REQUIREMENT:
Write out every line of the entries below as a JSON list of strings, one string per line, skipping blank lines and leaving out the pictures.

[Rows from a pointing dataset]
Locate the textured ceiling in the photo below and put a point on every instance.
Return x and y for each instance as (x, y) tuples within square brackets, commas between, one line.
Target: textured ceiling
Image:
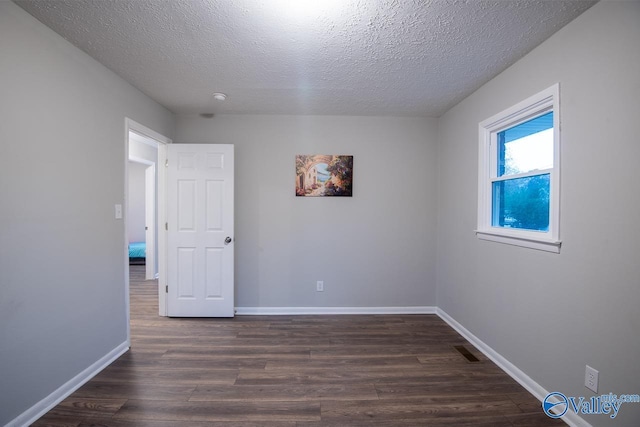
[(338, 57)]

TASK RESPONSE:
[
  "Locate the textured ceiling in the photo below and put a point on every instance.",
  "Return x and y for each instance as (x, y) tuples within square brackets, commas between, one line.",
  "Target: textured ceiling",
  "Image:",
  "[(338, 57)]"
]